Document:
Begin

In the garden with Warwickshire College
PUBLISHED: 09:28 14 January 2010 | UPDATED: 16:33 20 February 2013
Ornamental grasses are easy to grow and very popular. Bob Hares has some tips on choosing the best
In recent years, ornamental grasses have become very popular, and rightly so. They are extremely diverse in so many respects, and although most of them require a sunny and open situation, they are not difficult to please. Many grasses are graceful, and the taller kinds will often give us that extra and very desirable attribute of movement, even in the slightest breeze. The Giant Oat Grass, or Stipa gigantea, is an excellent example, combining its tall graceful habit with a gentle swaying of the flower stems. No wonder this grass is popular nowadays. Flower arrangers love the grasses too, as so many are suitable for cutting and drying.
Q. I do love grasses, but to my eye many of them seem quite similar to each other. Can you suggest a few really distinct ones that I might grow to get me started?

End

Data extract:
Begin

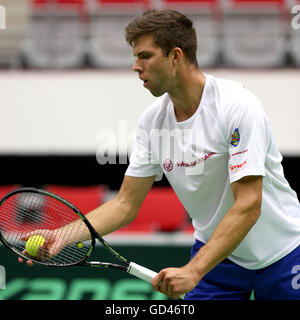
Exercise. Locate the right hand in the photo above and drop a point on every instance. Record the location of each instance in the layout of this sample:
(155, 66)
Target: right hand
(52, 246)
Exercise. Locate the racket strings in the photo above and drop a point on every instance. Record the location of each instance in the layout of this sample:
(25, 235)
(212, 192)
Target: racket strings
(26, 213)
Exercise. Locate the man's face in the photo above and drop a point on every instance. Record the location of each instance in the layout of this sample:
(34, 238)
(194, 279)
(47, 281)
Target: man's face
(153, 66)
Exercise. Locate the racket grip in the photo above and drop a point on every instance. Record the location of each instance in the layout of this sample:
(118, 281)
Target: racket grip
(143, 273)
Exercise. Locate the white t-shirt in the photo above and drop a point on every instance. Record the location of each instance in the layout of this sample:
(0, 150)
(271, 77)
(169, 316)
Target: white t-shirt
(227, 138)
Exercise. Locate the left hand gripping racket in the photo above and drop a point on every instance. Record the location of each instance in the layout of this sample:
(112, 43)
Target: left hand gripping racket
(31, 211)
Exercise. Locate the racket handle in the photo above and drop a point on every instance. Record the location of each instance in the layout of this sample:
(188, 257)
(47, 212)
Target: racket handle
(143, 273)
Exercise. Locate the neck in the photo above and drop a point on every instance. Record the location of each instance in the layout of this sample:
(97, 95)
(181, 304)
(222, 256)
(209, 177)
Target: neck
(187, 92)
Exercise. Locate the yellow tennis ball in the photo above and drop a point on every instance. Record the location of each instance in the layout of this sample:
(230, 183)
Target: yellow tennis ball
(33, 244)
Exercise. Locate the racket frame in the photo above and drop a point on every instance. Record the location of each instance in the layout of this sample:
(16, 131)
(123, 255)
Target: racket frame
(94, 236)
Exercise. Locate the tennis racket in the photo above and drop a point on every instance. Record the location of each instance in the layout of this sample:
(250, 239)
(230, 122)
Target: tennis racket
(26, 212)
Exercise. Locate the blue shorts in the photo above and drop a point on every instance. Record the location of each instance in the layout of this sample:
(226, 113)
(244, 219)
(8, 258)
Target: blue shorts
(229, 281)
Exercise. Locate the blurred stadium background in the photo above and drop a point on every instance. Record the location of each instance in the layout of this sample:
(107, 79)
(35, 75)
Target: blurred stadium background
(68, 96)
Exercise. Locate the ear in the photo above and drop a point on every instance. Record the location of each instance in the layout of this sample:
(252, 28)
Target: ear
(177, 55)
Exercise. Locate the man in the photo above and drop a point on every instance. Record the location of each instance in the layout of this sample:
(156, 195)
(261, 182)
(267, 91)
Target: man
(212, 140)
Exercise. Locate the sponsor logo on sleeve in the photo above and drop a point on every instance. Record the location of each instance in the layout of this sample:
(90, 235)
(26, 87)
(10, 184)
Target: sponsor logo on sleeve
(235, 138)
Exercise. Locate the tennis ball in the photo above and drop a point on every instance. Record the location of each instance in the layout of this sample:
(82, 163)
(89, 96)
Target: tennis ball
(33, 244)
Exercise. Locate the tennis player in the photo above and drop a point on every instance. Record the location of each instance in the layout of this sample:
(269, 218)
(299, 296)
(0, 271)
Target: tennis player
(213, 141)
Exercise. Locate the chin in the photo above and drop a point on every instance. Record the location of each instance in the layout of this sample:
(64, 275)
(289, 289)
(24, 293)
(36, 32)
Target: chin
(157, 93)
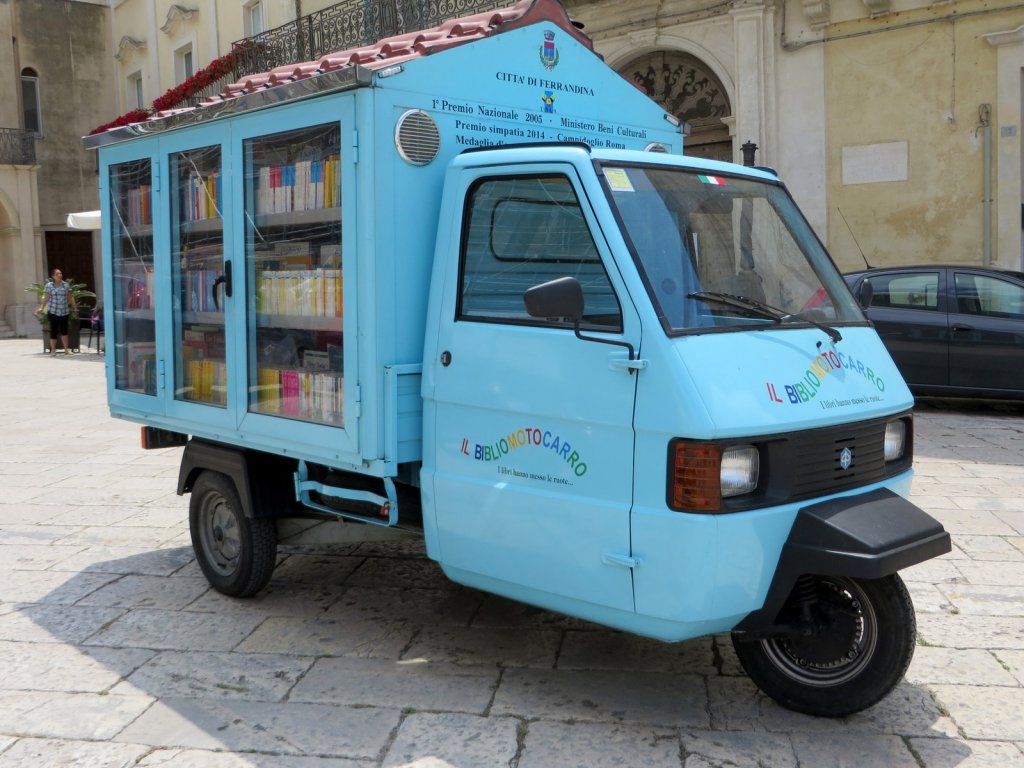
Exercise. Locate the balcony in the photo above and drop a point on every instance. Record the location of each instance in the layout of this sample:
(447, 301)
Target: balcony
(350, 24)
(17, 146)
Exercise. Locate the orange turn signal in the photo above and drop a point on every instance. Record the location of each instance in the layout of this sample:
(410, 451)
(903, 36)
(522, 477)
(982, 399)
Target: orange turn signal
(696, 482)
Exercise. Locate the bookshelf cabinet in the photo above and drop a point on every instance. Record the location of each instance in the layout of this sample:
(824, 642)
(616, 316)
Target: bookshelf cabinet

End

Complete the following:
- a) Please reproduce word for word the part of the article on ornamental grasses that opens with the words containing "Q. I do love" and closes with "get me started?".
- b) Using the article on ornamental grasses, decide whether each statement agrees with it, answering yes or no and quoting the words that settle it:
(i) Most ornamental grasses need a sunny and open situation.
(ii) Stipa gigantea is another name for the Giant Oat Grass.
(iii) Flower arrangers dislike ornamental grasses.
- c) According to the article on ornamental grasses, what attribute do the taller kinds often give, even in the slightest breeze?

Answers provided:
- a)
Q. I do love grasses, but to my eye many of them seem quite similar to each other. Can you suggest a few really distinct ones that I might grow to get me started?

- b)
(i) Yes: "most of them require a sunny and open situation"
(ii) Yes: "The Giant Oat Grass, or Stipa gigantea"
(iii) No: "Flower arrangers love the grasses too"

- c) Movement.